# TESTO PROPOSTO

---*---

Domanda: Chi era Artusi e cos’ha scoperto su di lui?
Risposta: "Fu un appassionato gastronomo, nato a Forlimpopoli, nell’allora Stato Pontificio, e poi trasferitosi a Firenze, dove si dedicò a coltivare la sua passione culinaria. Qui scrisse e pubblicò “La Scienza in Cucina e l’Arte di mangiar bene”, un manuale pratico per le famiglie contenente ben 790 ricette. In poco tempo, le edizioni si susseguirono sempre più eleganti e corrette, a testimoniare il valore del testo e il grande apprezzamento del pubblico. Ben alimentandosi, Artusi morì nel 1911, alla veneranda età di 91 anni".
D. Quale fu la sua concezione di cucina e di cibo nel tempo che visse, non molto lontano dal nostro?
R. "Artusi riteneva la cucina un’arte inesauribile, “una bricconcella; spesso e volentieri fa disperare, ma dà anche piacere…”. Occorreva scegliere ottima materia prima, unire tanta passione, pratica e impegno. Si augurava di riabilitare il senso del gusto, senza vergognarsi di soddisfarlo onestamente.
Dispensava consigli utili, basandosi su presupposti scientifici. Avvertire il bisogno di cibo era per lui un indizio di buona salute e pronostico di lunga vita.
“Il gelato non nuoce alla fine del pranzo, anzi giova, perché richiama al ventricolo il calore opportuno a ben digerire.” L’illustre poeta Olindo Guerrini, bibliotecario dell’Università di Bologna, nonché appassionato di bicicletta e capo console del Touring Club dall’anno 1897, suggeriva riferimenti storici culinari, che l’amico Artusi riportava nel suo manuale. La “Zuppa alla Stefani” è una ricetta del cuoco del Duca di Mantova alla metà del 1600, epoca nella quale si faceva in cucina grande uso e abuso di tutti gli odori e sapori. Lo zucchero e la cannella si mettevano ovunque: nel brodo, nel lesso e nell’arrosto. Tuttavia, Artusi era consapevole che i gusti nel tempo potevano modificarsi e nel suo manuale racconta come certe signore, sedute alla sua tavola, facessero delle boccacce da spaventare, solo per un po’ di odore di noce moscata".
D. Aneddoti curiosi della sua biografia?
R. "La sua vita è ricca di aneddoti, che non manca di raccontare nel manuale artusiano. Significativo è il soprannome di “Mangiamaccheroni”, che gli era stato affibbiato a Bologna, nella trattoria dei “Tre Re”, perché nel sentir parlare di cospirazioni in un luogo pubblico, lui rimase impassibile e continuò a mangiare il suo bel piatto di maccheroni che aveva davanti, senza farsi distrarre".

---*---

# DATI DI ORIGINE
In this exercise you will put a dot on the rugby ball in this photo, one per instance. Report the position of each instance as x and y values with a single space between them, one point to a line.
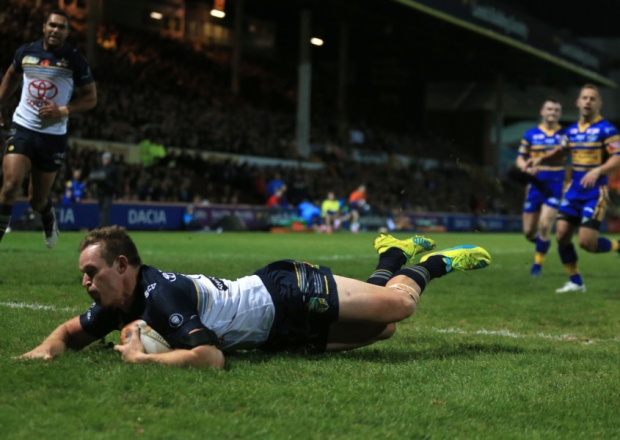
153 342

---*---

# OBIETTIVO ESERCIZIO
Per favore, indica se ciascuna affermazione concorda con l'intervista su Artusi, rispondendo sì o no e citando esattamente le parole del testo che lo stabiliscono: (a) Artusi nacque a Firenze; (b) il suo manuale contiene 790 ricette; (c) il soprannome «Mangiamaccheroni» gli fu dato a Bologna.

# RISPOSTA QUI SOTTO
(a) No: «nato a Forlimpopoli, nell’allora Stato Pontificio, e poi trasferitosi a Firenze»
(b) Sì: «un manuale pratico per le famiglie contenente ben 790 ricette»
(c) Sì: «gli era stato affibbiato a Bologna, nella trattoria dei “Tre Re”»